[Swift-commit] r3271 - text/swift_pc3_fgcs

noreply at svn.ci.uchicago.edu noreply at svn.ci.uchicago.edu
Mon Apr 5 13:52:06 CDT 2010


Author: lgadelha
Date: 2010-04-05 13:52:06 -0500 (Mon, 05 Apr 2010)
New Revision: 3271

Modified:
   text/swift_pc3_fgcs/swift_pc3_fgcs.tex
Log:


Modified: text/swift_pc3_fgcs/swift_pc3_fgcs.tex
===================================================================
--- text/swift_pc3_fgcs/swift_pc3_fgcs.tex	2010-04-05 17:55:07 UTC (rev 3270)
+++ text/swift_pc3_fgcs/swift_pc3_fgcs.tex	2010-04-05 18:52:06 UTC (rev 3271)
@@ -254,19 +254,13 @@
 Except for {\em wasControlledBy}, the dependency relationships defined in OPM can be derived from the {\tt dataset\_usage} database relation. {\em used} and {\em wasGeneratedBy} are explicitly stored in the relation. For instance, if the tuple $\langle P_{id}, D_{id}, {\text I}, R \rangle$ is in the {\tt dataset\_usage} relation then it is equivalent to say $D_{id} \xleftarrow{\text{used(R)}} P_{id}$ in OPM. If we had 'O' instead of 'I' as the value for attribute {\tt direction} it would be equivalent to 
 $P_{id} \xleftarrow{\text{wasGeneratedBy(R)}} D_{id}$ in OPM.

——————————

**SET TASK**
Reproduce the part of the commit notice starting at "Modified: text/swift_pc3_fgcs/swift_pc3_fgcs.tex" and ending at "UTC (rev 3271)".

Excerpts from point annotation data
——————————

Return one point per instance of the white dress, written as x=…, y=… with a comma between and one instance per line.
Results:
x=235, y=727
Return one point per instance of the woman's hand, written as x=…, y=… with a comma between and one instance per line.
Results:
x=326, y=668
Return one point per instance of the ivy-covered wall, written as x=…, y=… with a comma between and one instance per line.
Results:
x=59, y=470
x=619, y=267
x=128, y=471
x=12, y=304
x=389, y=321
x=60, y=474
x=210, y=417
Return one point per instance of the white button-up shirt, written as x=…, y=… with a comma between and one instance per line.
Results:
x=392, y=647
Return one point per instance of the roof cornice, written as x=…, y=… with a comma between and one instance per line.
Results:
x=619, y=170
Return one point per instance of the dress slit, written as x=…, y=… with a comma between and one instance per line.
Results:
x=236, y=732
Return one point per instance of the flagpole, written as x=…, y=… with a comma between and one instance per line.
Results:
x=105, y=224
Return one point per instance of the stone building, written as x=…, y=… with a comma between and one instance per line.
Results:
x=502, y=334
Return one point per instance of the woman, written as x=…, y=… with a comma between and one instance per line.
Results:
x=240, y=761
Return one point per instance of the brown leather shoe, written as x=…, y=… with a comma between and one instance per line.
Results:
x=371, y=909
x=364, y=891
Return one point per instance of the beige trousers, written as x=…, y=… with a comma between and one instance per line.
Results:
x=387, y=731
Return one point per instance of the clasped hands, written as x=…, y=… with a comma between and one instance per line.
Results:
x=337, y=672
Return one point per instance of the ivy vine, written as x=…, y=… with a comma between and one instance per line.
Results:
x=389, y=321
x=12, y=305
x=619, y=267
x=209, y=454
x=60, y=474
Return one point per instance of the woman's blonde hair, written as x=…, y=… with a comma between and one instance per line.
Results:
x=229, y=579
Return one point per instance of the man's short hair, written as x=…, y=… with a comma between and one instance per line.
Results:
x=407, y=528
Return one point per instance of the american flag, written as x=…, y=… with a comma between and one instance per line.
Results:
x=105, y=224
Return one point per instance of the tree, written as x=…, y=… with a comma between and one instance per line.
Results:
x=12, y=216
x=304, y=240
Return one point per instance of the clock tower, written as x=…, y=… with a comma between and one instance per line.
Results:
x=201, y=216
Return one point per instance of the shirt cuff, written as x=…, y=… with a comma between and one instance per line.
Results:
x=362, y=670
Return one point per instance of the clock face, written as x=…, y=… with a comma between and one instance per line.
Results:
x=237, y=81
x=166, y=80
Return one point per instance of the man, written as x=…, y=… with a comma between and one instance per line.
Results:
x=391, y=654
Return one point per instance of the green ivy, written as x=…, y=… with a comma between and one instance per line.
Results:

——————————

**RESULT OF THE TASK**
Modified: text/swift_pc3_fgcs/swift_pc3_fgcs.tex
===================================================================
--- text/swift_pc3_fgcs/swift_pc3_fgcs.tex	2010-04-05 17:55:07 UTC (rev 3270)
+++ text/swift_pc3_fgcs/swift_pc3_fgcs.tex	2010-04-05 18:52:06 UTC (rev 3271)